Chargée de courir les boutiques de luxe pour y emprunter vêtements et bijoux, une jeune Américaine s’occupe de la garde-robe d’une célébrité (actrice ? chanteuse ?...) qu’on ne verra jamais.
Ce boulot n’est, pour elle, qu’alimentaire. Elle n’aime pas son travail, mais cela lui permet de payer son séjour à Paris, avec un seul objectif : communiquer dans l’au-delà avec son frère jumeau qui vient de mourir d’un accident cardiaque.
Sa vie est hantée par cet absent. Toutes les déclinaisons du manque sont esquissées jusqu’à l’extrême. Elle attend un signe et cherche une manifestation surnaturelle promise avant sa disparition, persuadée que, lors d’une mort récente, le contact demeure avec le disparu. Elle sent la présence de son frère, lui parle, s’identifie à lui, attend des messages de sa part en retour.
Les hallucinations peuvent faire partie du deuil lorsque l’on refuse d’admettre la « disparition » de l’autre. Celui-ci semble alors se manifester sous des formes différentes. Ainsi, dans un temps suspendu, troué de rêves surréalistes, le film s’encombre d’imagerie fantomatique et d’effets spéciaux de voiles enveloppants ou de matières opaques tournoyantes. Dans son deuil pathologique, l’héroïne entend des bruits bizarres et se crée des apparitions. Elle reçoit sur son portable de mystérieux SMS d’un numéro inconnu, dont le spectateur ne saura rien, ce qui laisse toutes les suppositions possibles.
S’ajoutent au film des références au goût de spiritisme qui a largement nourri l’inspiration des artistes des XIXe et XXe siècles. Voulant communiquer avec sa fille Léopoldine, morte noyée, Victor Hugo en fut adepte et il est présent dans le film sous les traits de Benjamin Biolay.

--*--

● Consigne: Recopiez mot pour mot le passage de la critique du film qui va de « Chargée de courir » jusqu'à « d’un accident cardiaque. ».

● Liste affichée:

--*--

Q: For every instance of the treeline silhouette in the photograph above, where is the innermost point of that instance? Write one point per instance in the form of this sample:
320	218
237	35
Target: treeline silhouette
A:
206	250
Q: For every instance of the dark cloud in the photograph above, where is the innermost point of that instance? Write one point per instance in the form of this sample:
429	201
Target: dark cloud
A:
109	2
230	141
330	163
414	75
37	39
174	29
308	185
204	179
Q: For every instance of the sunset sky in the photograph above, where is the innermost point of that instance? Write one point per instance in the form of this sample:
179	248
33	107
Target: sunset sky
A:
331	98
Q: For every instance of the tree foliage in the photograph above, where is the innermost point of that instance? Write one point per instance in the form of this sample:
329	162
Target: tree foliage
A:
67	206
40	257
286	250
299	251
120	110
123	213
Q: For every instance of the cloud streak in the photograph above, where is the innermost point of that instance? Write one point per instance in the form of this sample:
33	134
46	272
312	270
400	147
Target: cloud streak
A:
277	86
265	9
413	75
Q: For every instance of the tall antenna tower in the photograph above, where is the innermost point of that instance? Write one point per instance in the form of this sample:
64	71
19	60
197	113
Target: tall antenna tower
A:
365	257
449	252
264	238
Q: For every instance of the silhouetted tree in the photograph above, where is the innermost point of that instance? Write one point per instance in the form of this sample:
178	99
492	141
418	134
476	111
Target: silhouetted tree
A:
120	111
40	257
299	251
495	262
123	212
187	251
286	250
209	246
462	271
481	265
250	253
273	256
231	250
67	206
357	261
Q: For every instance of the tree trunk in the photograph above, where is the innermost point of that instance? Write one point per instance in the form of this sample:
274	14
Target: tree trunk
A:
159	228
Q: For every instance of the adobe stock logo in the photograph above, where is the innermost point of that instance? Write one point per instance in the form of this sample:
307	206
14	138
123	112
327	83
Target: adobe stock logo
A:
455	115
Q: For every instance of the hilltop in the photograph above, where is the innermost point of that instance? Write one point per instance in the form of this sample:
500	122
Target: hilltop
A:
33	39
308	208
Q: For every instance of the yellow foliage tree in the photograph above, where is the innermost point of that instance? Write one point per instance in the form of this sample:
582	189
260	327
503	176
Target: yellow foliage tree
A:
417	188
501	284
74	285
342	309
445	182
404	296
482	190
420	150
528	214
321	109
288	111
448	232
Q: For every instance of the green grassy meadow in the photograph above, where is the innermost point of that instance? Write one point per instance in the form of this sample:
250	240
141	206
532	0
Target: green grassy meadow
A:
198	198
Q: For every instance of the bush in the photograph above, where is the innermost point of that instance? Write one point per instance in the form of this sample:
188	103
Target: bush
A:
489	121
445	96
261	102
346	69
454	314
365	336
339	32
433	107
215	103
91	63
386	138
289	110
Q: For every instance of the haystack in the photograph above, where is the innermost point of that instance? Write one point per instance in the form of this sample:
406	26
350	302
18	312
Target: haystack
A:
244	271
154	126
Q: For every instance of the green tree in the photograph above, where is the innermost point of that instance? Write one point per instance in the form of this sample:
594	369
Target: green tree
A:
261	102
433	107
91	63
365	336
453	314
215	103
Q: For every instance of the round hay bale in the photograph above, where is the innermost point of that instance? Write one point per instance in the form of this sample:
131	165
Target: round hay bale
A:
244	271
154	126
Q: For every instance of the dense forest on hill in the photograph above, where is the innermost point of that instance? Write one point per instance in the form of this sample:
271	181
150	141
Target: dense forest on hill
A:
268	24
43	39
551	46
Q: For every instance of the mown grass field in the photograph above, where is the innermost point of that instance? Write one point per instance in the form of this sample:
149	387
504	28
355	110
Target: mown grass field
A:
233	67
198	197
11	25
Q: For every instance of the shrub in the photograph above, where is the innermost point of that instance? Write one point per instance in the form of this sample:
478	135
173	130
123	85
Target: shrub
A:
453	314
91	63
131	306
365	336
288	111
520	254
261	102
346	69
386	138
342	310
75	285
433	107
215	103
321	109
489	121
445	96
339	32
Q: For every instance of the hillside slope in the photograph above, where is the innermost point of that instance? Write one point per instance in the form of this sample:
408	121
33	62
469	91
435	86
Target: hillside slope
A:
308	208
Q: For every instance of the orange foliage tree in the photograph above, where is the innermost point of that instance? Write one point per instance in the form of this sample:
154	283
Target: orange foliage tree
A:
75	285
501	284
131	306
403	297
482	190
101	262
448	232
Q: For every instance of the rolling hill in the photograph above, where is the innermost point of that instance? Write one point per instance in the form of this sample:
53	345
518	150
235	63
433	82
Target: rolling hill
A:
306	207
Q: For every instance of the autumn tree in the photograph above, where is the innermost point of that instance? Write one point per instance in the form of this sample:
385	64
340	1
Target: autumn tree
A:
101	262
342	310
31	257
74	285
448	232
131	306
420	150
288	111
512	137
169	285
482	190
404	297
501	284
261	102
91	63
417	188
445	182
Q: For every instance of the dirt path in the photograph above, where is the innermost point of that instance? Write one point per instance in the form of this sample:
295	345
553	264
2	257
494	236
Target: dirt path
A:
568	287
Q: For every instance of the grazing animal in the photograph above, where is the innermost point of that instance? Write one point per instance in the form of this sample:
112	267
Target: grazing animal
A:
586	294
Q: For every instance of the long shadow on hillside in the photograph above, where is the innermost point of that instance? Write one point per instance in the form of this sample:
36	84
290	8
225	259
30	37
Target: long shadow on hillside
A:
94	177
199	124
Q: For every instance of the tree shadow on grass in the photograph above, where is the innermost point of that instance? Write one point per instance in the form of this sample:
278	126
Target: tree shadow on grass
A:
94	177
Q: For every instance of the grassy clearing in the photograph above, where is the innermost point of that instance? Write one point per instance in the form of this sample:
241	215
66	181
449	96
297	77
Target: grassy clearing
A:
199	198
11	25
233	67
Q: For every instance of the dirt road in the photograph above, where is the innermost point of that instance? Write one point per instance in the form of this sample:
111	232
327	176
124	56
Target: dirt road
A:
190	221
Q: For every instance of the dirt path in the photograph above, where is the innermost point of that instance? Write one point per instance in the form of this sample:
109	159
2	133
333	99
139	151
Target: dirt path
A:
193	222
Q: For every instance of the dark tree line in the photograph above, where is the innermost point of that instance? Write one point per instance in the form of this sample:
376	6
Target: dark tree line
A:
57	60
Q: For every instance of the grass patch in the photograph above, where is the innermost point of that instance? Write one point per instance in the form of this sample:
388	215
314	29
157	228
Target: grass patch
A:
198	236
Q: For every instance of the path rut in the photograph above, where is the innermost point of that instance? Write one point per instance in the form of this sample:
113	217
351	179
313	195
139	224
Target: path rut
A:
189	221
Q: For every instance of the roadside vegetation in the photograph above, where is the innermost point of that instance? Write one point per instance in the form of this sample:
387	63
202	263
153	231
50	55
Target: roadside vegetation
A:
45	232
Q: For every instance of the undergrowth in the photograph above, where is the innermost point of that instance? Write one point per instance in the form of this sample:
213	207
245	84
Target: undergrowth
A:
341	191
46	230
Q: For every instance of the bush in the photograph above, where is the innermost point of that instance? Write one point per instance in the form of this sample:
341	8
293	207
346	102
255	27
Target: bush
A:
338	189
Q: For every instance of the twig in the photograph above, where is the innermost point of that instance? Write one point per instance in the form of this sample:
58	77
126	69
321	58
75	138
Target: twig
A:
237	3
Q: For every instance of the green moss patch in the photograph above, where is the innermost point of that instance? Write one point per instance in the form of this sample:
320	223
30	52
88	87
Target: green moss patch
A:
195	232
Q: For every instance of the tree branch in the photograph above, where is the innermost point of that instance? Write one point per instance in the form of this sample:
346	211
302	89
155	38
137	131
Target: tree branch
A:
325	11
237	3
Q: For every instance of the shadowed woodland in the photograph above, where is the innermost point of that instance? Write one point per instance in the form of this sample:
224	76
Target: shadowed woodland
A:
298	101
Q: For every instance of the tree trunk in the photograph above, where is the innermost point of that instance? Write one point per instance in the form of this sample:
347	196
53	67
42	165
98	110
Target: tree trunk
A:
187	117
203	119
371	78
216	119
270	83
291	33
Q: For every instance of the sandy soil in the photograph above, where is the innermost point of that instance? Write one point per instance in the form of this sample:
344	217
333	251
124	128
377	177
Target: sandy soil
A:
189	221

--*--

● Réponse rédigée:
Chargée de courir les boutiques de luxe pour y emprunter vêtements et bijoux, une jeune Américaine s’occupe de la garde-robe d’une célébrité (actrice ? chanteuse ?...) qu’on ne verra jamais.
Ce boulot n’est, pour elle, qu’alimentaire. Elle n’aime pas son travail, mais cela lui permet de payer son séjour à Paris, avec un seul objectif : communiquer dans l’au-delà avec son frère jumeau qui vient de mourir d’un accident cardiaque.